Collection entries
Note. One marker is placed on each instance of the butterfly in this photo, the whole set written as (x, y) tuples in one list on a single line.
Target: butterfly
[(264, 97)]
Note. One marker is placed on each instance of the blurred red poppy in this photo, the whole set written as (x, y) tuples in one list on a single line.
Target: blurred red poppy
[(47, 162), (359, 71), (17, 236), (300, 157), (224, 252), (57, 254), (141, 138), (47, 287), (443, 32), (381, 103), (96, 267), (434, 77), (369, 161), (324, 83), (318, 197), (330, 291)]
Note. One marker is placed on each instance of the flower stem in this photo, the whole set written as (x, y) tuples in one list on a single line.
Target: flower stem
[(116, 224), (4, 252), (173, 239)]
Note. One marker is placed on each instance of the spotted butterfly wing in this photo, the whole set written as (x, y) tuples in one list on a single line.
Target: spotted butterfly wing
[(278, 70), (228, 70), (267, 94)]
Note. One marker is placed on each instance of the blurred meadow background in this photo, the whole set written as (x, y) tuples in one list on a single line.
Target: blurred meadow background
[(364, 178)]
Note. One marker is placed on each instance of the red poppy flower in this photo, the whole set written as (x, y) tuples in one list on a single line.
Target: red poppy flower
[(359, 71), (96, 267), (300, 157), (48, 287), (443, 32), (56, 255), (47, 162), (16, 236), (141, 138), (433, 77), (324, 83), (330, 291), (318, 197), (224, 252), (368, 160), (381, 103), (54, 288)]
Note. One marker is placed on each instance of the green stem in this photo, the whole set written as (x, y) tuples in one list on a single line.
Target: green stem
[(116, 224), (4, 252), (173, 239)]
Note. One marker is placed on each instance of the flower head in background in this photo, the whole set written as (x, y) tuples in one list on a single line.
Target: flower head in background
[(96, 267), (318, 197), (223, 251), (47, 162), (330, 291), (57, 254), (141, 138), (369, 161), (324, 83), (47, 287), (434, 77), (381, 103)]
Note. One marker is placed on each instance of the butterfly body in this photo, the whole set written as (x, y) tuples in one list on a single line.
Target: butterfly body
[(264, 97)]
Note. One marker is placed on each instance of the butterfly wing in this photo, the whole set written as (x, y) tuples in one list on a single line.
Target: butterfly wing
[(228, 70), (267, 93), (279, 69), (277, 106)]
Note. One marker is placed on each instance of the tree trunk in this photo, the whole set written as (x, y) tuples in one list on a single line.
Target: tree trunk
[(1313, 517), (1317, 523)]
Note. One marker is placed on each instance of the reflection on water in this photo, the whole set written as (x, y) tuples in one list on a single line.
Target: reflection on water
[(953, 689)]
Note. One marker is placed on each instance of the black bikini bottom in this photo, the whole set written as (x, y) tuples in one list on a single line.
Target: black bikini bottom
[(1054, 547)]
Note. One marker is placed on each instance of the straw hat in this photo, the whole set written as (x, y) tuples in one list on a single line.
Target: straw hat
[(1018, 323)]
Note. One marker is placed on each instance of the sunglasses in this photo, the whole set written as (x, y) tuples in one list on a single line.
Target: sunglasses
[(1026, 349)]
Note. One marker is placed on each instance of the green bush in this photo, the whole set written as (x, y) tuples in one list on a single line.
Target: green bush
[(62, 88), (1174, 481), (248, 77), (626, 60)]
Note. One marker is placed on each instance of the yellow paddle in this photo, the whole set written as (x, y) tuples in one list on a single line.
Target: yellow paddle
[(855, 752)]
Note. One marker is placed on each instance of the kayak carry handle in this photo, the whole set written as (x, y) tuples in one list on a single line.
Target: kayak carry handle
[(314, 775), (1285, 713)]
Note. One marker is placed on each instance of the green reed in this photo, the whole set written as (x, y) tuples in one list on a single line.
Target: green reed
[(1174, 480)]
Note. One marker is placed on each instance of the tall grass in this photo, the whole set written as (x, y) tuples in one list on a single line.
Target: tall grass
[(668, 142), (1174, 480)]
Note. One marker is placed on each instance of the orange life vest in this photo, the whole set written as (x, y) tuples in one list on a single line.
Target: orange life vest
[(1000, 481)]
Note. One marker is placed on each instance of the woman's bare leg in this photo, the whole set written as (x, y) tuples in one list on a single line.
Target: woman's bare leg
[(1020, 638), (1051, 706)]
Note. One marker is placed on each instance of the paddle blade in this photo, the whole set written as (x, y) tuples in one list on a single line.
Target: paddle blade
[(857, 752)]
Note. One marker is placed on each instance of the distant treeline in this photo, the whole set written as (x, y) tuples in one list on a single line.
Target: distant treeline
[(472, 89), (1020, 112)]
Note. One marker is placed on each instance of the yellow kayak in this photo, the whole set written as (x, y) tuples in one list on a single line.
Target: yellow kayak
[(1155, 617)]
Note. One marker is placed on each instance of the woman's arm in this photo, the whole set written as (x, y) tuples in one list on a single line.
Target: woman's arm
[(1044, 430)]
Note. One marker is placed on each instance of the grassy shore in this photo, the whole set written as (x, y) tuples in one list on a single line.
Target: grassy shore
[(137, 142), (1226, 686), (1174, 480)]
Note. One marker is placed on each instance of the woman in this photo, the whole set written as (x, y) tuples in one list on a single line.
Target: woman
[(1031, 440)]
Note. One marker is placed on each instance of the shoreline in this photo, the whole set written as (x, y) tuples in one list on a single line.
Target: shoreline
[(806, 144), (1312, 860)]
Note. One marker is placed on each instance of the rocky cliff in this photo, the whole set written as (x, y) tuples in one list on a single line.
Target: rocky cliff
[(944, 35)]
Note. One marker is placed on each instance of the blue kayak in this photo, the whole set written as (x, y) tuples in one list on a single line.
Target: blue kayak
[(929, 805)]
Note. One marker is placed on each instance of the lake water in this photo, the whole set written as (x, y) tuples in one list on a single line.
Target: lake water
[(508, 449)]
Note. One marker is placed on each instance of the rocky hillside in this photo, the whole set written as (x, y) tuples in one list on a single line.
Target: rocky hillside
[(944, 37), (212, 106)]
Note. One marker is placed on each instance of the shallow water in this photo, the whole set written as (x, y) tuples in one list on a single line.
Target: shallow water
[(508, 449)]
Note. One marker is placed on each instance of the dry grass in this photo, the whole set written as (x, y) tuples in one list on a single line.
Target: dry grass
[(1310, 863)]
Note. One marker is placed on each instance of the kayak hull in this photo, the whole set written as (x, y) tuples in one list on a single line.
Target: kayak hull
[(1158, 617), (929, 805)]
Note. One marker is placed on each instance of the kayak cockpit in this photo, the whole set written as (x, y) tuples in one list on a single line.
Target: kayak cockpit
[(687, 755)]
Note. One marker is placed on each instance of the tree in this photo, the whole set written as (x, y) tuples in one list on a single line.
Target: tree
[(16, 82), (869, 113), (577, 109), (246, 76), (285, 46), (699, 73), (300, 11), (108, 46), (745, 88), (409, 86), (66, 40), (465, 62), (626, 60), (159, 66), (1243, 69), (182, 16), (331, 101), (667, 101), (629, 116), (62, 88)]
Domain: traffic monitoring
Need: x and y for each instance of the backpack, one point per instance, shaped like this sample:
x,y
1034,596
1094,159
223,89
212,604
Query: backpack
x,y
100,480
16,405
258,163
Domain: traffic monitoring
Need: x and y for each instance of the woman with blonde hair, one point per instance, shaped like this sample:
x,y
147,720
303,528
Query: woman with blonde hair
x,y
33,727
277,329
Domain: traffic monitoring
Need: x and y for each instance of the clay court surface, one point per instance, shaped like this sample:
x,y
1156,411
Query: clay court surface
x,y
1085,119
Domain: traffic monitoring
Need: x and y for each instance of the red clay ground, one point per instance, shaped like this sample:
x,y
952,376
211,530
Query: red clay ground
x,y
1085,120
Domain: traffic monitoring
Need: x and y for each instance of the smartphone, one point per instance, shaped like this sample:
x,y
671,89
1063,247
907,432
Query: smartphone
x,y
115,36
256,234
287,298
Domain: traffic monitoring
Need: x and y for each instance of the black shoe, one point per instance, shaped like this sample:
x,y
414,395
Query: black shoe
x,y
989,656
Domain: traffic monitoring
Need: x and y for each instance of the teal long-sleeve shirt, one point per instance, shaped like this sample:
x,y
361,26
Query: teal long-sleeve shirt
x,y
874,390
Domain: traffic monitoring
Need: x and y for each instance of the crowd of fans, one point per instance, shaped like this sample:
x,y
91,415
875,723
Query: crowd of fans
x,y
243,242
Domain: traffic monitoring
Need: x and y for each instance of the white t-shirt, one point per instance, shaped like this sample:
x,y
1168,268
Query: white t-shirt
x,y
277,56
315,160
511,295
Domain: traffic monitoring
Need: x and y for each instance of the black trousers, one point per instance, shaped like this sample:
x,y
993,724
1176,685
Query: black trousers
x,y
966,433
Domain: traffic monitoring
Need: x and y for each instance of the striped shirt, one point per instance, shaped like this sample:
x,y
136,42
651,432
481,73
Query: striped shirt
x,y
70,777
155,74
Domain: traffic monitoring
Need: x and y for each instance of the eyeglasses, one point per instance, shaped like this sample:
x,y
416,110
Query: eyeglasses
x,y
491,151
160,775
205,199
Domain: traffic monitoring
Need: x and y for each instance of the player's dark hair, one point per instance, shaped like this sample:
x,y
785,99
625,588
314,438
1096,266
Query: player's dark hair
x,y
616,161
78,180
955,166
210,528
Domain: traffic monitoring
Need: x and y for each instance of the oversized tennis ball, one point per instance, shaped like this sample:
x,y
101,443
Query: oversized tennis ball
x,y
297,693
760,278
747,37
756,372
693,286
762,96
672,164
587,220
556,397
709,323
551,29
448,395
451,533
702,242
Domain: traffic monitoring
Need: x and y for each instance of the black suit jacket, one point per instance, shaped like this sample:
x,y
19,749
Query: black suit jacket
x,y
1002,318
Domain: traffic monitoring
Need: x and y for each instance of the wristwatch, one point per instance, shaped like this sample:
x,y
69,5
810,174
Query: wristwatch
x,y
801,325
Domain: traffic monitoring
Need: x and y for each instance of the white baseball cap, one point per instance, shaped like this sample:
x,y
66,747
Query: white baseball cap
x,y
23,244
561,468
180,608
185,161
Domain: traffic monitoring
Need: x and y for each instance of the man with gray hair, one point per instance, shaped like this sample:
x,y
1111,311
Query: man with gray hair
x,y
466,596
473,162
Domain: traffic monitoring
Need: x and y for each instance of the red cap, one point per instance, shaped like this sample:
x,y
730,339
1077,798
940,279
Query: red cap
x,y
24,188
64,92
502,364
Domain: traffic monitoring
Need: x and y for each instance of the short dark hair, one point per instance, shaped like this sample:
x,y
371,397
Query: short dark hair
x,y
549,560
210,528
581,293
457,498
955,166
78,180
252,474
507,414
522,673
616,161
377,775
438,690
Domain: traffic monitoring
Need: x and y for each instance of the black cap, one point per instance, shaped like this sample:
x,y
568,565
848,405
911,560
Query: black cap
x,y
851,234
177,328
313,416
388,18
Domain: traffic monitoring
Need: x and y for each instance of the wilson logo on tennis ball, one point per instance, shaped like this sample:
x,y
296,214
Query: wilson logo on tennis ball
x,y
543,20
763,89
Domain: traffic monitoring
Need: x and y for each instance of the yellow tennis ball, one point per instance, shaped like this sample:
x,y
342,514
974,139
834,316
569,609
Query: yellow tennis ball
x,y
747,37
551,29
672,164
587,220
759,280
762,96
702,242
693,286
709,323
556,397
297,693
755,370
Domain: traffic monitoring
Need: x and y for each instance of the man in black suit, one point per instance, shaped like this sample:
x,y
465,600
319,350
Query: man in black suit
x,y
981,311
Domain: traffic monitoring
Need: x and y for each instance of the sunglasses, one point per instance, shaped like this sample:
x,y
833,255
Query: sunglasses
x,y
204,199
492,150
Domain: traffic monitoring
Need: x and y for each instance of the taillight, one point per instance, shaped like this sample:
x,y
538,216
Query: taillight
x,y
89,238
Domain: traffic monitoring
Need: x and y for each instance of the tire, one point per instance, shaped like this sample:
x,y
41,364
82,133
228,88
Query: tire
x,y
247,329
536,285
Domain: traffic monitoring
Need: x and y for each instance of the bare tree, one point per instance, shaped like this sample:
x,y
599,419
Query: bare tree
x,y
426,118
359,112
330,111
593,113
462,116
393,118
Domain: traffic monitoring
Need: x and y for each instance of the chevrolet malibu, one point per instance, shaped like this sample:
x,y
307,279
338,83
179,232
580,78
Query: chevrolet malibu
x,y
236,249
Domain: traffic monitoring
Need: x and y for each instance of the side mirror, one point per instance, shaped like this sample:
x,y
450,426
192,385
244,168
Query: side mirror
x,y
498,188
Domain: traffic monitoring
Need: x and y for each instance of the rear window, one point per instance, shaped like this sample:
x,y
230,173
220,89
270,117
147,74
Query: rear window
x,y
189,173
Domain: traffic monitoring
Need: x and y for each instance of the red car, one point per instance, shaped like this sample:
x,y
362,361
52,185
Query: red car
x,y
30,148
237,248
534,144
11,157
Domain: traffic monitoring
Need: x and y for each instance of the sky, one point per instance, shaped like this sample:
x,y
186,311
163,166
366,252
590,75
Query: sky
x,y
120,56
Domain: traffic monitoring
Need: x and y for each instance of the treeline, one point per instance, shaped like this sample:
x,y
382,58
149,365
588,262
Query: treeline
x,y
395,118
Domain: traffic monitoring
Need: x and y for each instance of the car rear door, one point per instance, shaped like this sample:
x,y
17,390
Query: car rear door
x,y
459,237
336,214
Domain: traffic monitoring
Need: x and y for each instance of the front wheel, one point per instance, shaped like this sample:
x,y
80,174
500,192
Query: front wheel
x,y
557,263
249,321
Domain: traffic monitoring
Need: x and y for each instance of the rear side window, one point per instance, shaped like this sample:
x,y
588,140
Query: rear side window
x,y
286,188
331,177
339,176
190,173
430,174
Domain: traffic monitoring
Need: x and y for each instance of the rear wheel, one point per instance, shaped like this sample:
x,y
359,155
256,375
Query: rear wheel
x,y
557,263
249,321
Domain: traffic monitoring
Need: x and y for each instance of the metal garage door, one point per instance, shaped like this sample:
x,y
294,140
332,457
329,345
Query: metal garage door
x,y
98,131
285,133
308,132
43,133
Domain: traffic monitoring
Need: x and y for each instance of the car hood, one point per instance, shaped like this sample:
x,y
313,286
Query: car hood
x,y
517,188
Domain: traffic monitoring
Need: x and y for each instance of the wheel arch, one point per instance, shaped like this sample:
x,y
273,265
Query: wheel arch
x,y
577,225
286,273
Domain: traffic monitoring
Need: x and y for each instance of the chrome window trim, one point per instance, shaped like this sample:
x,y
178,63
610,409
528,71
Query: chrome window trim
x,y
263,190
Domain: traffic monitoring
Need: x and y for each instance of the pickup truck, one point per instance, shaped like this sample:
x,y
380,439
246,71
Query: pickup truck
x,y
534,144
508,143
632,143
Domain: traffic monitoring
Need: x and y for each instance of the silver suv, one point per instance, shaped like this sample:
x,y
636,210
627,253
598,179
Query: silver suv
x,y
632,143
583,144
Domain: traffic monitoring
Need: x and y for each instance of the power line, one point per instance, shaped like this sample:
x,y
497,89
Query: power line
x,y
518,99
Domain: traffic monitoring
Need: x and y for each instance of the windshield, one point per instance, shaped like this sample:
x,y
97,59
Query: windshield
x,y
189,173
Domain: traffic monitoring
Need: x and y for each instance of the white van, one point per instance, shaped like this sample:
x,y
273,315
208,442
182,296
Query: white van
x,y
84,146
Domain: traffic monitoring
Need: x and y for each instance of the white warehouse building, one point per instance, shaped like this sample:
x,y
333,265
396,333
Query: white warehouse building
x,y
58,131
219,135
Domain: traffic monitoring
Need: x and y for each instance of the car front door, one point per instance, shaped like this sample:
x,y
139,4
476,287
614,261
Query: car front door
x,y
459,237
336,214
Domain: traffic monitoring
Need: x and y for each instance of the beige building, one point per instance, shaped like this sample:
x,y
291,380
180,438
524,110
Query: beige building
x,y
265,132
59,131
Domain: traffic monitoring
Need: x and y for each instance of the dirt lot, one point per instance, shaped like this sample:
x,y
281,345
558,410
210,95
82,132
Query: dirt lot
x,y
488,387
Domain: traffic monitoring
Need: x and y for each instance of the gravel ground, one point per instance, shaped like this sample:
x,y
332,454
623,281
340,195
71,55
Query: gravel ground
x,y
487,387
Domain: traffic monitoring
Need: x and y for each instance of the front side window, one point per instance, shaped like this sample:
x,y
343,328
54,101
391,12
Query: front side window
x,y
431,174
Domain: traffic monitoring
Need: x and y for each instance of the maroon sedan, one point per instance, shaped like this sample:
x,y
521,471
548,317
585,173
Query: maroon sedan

# Aim:
From the rows above, pull out each line containing the string "hull" and list those lines unchanged.

# Solution:
Note. One marker is placed on each instance of the kayak hull in this photo, the whole set written as (x, y) tuples in one list on a single line.
Target: kayak hull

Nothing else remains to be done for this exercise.